[[ Dataset open ]]

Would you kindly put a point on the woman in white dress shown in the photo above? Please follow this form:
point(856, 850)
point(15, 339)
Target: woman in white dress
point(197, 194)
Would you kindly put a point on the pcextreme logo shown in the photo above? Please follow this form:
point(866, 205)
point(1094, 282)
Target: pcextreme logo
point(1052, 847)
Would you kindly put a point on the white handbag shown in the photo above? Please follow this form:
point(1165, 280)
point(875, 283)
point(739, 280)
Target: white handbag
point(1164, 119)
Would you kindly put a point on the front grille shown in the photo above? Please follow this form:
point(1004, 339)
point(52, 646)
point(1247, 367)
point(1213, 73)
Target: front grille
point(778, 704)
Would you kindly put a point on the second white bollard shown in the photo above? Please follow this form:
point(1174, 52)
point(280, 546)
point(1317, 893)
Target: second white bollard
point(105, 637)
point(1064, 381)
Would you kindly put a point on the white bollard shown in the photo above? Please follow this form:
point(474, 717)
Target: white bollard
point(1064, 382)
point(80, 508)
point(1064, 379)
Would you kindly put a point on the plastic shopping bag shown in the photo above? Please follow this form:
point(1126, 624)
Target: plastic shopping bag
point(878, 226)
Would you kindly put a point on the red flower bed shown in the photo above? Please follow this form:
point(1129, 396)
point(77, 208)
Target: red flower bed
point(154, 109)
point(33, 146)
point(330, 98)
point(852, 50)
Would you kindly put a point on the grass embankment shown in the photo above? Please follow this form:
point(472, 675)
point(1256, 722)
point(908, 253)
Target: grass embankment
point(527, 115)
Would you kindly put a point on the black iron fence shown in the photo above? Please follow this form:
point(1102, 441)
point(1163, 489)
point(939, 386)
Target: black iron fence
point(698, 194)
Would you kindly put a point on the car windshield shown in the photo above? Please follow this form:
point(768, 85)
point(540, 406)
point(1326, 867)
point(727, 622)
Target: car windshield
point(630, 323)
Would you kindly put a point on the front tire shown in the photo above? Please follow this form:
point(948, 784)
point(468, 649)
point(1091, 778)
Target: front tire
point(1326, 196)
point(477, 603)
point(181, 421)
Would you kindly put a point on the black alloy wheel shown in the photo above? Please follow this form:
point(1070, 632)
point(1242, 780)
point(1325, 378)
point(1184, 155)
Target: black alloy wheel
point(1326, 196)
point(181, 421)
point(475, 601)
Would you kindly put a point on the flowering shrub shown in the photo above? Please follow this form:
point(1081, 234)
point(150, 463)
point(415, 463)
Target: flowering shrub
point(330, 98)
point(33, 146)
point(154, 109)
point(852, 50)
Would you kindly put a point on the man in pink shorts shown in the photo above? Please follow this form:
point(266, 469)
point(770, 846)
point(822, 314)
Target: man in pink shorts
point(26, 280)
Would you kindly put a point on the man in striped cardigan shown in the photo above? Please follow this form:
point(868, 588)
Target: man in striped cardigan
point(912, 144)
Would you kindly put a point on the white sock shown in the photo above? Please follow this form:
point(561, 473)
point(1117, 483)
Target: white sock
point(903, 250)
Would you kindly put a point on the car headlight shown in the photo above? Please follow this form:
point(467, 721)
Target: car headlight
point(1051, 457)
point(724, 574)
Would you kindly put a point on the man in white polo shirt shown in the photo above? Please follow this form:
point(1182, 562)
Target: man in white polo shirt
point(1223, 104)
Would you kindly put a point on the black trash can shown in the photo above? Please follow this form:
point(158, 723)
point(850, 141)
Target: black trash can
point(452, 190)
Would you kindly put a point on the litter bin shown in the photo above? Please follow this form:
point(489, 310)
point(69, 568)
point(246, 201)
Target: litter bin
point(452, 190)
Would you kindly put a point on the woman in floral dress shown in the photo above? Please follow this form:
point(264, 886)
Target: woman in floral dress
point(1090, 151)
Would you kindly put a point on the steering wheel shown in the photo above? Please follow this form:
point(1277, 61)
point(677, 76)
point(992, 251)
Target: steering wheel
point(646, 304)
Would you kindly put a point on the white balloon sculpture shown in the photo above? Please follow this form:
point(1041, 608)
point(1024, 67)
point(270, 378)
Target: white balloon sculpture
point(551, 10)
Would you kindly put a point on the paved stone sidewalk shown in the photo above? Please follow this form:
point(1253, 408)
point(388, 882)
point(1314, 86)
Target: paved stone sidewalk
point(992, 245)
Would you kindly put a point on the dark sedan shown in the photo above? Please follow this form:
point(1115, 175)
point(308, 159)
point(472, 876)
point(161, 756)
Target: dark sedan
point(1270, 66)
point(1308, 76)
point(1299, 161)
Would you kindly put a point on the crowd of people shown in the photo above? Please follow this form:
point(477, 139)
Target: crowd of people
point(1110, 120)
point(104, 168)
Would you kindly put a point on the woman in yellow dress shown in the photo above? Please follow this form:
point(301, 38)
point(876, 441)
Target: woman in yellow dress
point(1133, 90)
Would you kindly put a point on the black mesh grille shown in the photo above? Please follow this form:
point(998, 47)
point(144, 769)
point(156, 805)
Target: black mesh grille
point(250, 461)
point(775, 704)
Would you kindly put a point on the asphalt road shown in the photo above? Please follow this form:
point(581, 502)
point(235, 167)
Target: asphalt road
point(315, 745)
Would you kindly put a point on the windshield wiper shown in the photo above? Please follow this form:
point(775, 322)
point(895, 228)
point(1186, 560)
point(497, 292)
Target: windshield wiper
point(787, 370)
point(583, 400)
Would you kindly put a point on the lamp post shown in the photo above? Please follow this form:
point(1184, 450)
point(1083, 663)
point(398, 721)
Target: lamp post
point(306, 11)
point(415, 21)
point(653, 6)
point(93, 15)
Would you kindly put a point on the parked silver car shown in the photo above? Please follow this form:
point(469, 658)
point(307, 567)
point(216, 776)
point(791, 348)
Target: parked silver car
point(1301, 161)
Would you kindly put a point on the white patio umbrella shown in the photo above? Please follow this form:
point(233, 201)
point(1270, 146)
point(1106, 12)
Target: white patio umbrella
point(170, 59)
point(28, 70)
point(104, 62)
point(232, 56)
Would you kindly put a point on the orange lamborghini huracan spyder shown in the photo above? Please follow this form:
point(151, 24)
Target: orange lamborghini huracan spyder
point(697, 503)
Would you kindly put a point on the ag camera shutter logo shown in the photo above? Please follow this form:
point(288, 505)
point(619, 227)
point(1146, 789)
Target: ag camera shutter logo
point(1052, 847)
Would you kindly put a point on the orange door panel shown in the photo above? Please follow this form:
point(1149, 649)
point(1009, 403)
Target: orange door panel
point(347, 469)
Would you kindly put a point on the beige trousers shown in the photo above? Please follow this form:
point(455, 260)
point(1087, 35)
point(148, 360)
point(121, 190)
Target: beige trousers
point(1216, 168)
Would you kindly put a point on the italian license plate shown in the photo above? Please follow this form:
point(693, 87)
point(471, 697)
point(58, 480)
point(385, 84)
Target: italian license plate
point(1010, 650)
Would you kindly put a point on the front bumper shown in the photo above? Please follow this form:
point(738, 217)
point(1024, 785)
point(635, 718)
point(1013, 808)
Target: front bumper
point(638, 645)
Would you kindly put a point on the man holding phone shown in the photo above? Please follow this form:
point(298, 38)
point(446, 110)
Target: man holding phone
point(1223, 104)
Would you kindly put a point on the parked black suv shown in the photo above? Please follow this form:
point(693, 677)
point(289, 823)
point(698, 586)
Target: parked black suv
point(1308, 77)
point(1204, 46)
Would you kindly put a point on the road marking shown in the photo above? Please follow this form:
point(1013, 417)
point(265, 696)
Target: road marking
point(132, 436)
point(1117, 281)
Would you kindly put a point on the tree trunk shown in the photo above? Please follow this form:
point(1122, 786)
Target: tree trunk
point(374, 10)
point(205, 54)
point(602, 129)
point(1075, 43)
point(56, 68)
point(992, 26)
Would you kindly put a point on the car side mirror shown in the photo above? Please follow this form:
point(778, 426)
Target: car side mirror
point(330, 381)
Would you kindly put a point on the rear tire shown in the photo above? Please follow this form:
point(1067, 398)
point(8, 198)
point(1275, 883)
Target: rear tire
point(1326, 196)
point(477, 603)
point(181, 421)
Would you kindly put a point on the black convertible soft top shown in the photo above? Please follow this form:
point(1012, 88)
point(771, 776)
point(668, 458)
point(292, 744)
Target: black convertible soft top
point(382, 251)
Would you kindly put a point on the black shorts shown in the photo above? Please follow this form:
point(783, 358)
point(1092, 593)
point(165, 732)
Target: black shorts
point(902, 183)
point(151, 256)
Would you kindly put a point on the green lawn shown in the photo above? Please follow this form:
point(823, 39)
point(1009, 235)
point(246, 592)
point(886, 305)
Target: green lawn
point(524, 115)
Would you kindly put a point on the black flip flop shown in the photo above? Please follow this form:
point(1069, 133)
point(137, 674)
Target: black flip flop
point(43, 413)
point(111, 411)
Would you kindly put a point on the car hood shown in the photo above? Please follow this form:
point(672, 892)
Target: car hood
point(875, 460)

[[ Dataset closed ]]

# Problem requirements
Starting at the line that has "point(1149, 649)" in the records above, restate word for word every line until the one that has "Would you kindly put a point on the black shorts", and include that one as well.

# Exercise output
point(1149, 649)
point(1009, 403)
Target: orange door panel
point(347, 469)
Would you kindly put a point on the beige trousers shown in the photo above? Please follow this form:
point(455, 260)
point(1087, 35)
point(148, 360)
point(121, 190)
Target: beige trousers
point(1216, 168)
Would you kindly put a point on the italian license plate shown in the photo above? Please follow this form:
point(693, 87)
point(471, 697)
point(58, 480)
point(385, 84)
Target: italian license plate
point(1010, 650)
Would you kindly put a point on the front bumper shown in the photo above? Please follow this form:
point(738, 217)
point(1024, 785)
point(635, 718)
point(1013, 808)
Target: front bumper
point(638, 645)
Would you kindly put a point on the man holding phone shown in the photo above? Please follow this form:
point(298, 38)
point(446, 110)
Target: man holding phone
point(1223, 104)
Would you kindly put a point on the parked black suv shown in the photo above? Please follow this form:
point(693, 677)
point(289, 823)
point(698, 586)
Target: parked black suv
point(1308, 77)
point(1204, 46)
Would you kindly put a point on the road marking shown in the photo above? Please follow this form:
point(1013, 417)
point(265, 696)
Target: road marking
point(132, 436)
point(1117, 281)
Would you kindly put a point on the tree trunk shown in the photo above? Please follow this form:
point(1122, 786)
Target: tree trunk
point(374, 10)
point(205, 54)
point(602, 129)
point(1075, 43)
point(56, 68)
point(992, 26)
Would you kindly put a point on the car side mirror shown in the photo above? Please follow this form:
point(778, 426)
Target: car side mirror
point(330, 381)
Would you kindly put a point on the rear tire shown in the photo above? Please follow this form:
point(1067, 398)
point(8, 198)
point(1275, 883)
Target: rear tire
point(1326, 196)
point(477, 603)
point(181, 421)
Would you kindly put a point on the black convertible soft top shown in the photo above? Please follow this form:
point(1012, 88)
point(771, 776)
point(668, 458)
point(292, 744)
Target: black convertible soft top
point(382, 251)
Would you kindly put a point on the black shorts shown in the photo above? Please follow this form:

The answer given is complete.